§ STATED GOAL A: Output the passage of the movie review below from "HTS Moderator , Reviewer" to "past actually was.", word for word.
──────── SOURCE
HTS Moderator , Reviewer
HTS Overall Score:72
The rom com genre is pretty much overstuffed and over done at this point in time. You have the standard odd couple, neither of whom seem to have much in common, suddenly get thrust together and over the course of a few days find out that they’re madly in love with each other. Yawn, say to the wife how you loved spending time with her and then go to bed. Well, director Sean Mewshaw’s directorial debut decides to be unsatisfied with the genre staples and molds a weird blending of tragic drama with a few elements of the standard romantic comedy to create something rather new and interesting. “Tumbledown” deals with the tragedy of personal loss in a very real and heart breaking way, all the while infusing in the need to move forward and on, no matter how enticing or wonderful the past actually was.
Hannah Miles (Rebecca Hall) has been living the last several years out on her home in the woods of Maine. Her husband is gone, and all that she is left with is her grief and her two boxer pups for company. The writing that once made her so happy is just a chore to slog through and the only real comfort she gets is in the form of hunky neighbor, Curtis (Joe Manganiello) who helps her out with some more “physical” needs. Her late husband, Hunter, was a beloved folk musician who had just finished a fantastic album that became an instant classic, only to lose his footing hiking on a trail and dying shortly after, leaving Hannah a grieving widow. Hannah has been trying to write a biography about her husband, but the passion and the drive that she once had is sorely missing and her depression is only getting worse.
Things take an unusual twist, when a professor named Andrew McDonnell comes into town looking for an interview. It seems that he is writing a book about long lost musicians who influenced the world and Hunter is his crème brulee, the icing on his cake, and the centerpiece in his new book deal. Andrew’s peppy personality is met with his antithesis, when Hannah steamrolls right over the top of all his requests for an interview thinking the man is going to desecrate her husband’s name. Finally she comes to the realization that her biography just won’t write itself, so Hannah comes up with an interesting proposition for Andrew. If he will WRITE the biography, she will share all of the little personal tidbits about the author’s life and the two can take co credit. Leaping at the chance, Andrew comes into the picture and starts delving into the musician’s life only to find out that he may have gotten himself into something that was more than he bargained for.
[img]http://www.hometheatershack.com/gallery/file.php?n=68410[/img]“Tumbledown” doesn’t bog the viewer down with a ton of unnecessary details about the grief process. In fact the story picks up right when the grief phase is starting to fade. It seems to have been several years after the death of Hunter and Hannah is still living in her cocoon of sorrow, but you can tell that many of the phases of grief have already been handled. Instead it focuses on a sort of “slice of life” approach that allows us to see into a slice of her grief, and the subsequent healing that can happen when you open your life up. Hannah is reserved and possessive over the wonders that was her previous marriage. She had it all. A husband, a life in the woods of Maine, two dogs and then it was taken from her.
────────────────
──────── ENTRIES PROVIDED
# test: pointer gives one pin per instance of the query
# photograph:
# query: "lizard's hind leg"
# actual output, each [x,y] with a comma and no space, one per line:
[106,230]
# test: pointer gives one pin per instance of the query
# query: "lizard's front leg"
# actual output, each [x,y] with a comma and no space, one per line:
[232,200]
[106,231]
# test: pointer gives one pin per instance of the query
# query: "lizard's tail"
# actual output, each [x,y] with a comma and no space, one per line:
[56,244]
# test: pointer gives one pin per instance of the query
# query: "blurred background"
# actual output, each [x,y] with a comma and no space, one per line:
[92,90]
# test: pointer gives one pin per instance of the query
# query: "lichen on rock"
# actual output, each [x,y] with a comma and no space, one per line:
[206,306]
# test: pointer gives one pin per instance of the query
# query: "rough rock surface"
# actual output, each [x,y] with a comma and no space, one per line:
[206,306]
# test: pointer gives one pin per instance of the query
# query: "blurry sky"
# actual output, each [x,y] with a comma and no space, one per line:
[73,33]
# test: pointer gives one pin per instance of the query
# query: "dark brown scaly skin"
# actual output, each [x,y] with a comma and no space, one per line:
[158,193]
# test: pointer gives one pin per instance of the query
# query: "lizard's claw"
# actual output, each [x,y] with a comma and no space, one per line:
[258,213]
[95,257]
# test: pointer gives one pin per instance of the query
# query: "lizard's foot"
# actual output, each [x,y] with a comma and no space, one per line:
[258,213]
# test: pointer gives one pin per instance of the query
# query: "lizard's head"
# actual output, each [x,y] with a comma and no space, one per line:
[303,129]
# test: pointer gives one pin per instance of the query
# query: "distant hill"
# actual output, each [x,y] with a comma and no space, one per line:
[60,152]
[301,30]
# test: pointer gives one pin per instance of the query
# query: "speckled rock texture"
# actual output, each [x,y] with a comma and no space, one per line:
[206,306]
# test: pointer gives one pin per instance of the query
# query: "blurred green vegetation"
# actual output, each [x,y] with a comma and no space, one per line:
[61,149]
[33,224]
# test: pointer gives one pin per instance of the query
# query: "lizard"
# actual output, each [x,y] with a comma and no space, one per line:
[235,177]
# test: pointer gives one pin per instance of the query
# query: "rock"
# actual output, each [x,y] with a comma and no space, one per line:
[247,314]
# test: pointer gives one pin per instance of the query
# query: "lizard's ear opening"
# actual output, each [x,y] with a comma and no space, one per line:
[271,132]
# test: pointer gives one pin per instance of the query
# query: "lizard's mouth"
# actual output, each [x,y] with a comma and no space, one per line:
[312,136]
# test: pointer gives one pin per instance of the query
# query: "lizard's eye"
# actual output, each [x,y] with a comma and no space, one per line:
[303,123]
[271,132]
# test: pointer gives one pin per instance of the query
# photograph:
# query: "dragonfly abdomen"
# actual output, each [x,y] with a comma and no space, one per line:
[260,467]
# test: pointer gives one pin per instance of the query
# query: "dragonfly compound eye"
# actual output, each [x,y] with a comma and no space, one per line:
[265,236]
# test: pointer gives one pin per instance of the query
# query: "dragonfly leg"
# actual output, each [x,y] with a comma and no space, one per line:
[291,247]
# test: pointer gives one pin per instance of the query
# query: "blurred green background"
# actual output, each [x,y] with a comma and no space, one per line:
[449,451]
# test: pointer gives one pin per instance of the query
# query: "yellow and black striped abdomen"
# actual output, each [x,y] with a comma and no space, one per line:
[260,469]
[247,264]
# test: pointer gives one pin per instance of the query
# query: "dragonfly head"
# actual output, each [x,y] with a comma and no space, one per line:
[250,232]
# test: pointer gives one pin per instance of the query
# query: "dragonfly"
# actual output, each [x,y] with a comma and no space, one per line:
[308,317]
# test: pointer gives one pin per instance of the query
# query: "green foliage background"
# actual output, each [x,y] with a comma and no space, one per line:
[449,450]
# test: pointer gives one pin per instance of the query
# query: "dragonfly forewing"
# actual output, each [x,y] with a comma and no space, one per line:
────────────────
§ STATED GOAL B: Tally the lines in the records above that contain the string "dragonfly". Give only the number.

§ FULL SOLUTION A:
HTS Moderator , Reviewer
HTS Overall Score:72
The rom com genre is pretty much overstuffed and over done at this point in time. You have the standard odd couple, neither of whom seem to have much in common, suddenly get thrust together and over the course of a few days find out that they’re madly in love with each other. Yawn, say to the wife how you loved spending time with her and then go to bed. Well, director Sean Mewshaw’s directorial debut decides to be unsatisfied with the genre staples and molds a weird blending of tragic drama with a few elements of the standard romantic comedy to create something rather new and interesting. “Tumbledown” deals with the tragedy of personal loss in a very real and heart breaking way, all the while infusing in the need to move forward and on, no matter how enticing or wonderful the past actually was.

§ FULL SOLUTION B: 6